● ASSIGNMENT: Repeat the following entries exactly, excluding pictures.

═══ INFORMATION SUPPLIED ═══

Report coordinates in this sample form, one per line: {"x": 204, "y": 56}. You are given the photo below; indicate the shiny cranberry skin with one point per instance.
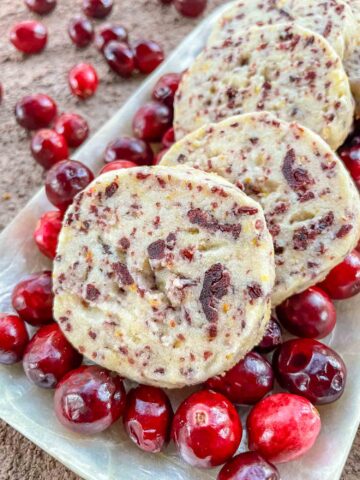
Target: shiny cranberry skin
{"x": 83, "y": 80}
{"x": 29, "y": 36}
{"x": 90, "y": 399}
{"x": 35, "y": 111}
{"x": 310, "y": 369}
{"x": 49, "y": 356}
{"x": 65, "y": 180}
{"x": 309, "y": 314}
{"x": 13, "y": 339}
{"x": 42, "y": 7}
{"x": 248, "y": 382}
{"x": 48, "y": 148}
{"x": 190, "y": 8}
{"x": 151, "y": 121}
{"x": 129, "y": 148}
{"x": 148, "y": 55}
{"x": 97, "y": 8}
{"x": 81, "y": 31}
{"x": 47, "y": 232}
{"x": 344, "y": 280}
{"x": 206, "y": 429}
{"x": 282, "y": 427}
{"x": 108, "y": 33}
{"x": 73, "y": 127}
{"x": 165, "y": 88}
{"x": 248, "y": 466}
{"x": 32, "y": 298}
{"x": 147, "y": 418}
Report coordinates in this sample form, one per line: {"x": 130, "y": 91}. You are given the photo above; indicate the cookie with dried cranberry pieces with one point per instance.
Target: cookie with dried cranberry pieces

═══

● RESPONSE:
Report coordinates in this sample form, one per line: {"x": 204, "y": 56}. You are given the photo below; indicate the shiny cranberry skin with one point per instance.
Target: shiny cranberry skin
{"x": 83, "y": 80}
{"x": 29, "y": 36}
{"x": 90, "y": 399}
{"x": 35, "y": 111}
{"x": 310, "y": 369}
{"x": 49, "y": 356}
{"x": 65, "y": 180}
{"x": 309, "y": 314}
{"x": 13, "y": 339}
{"x": 42, "y": 7}
{"x": 248, "y": 382}
{"x": 48, "y": 148}
{"x": 190, "y": 8}
{"x": 151, "y": 121}
{"x": 129, "y": 148}
{"x": 148, "y": 55}
{"x": 97, "y": 8}
{"x": 81, "y": 31}
{"x": 47, "y": 232}
{"x": 344, "y": 280}
{"x": 206, "y": 429}
{"x": 282, "y": 427}
{"x": 108, "y": 33}
{"x": 73, "y": 127}
{"x": 165, "y": 88}
{"x": 248, "y": 466}
{"x": 32, "y": 298}
{"x": 147, "y": 418}
Report coordinates in this sample form, one per line: {"x": 130, "y": 91}. You are given the photo above; indicate the cookie with dried cranberry pieces with one point per instance.
Target: cookie with dried cranberry pieces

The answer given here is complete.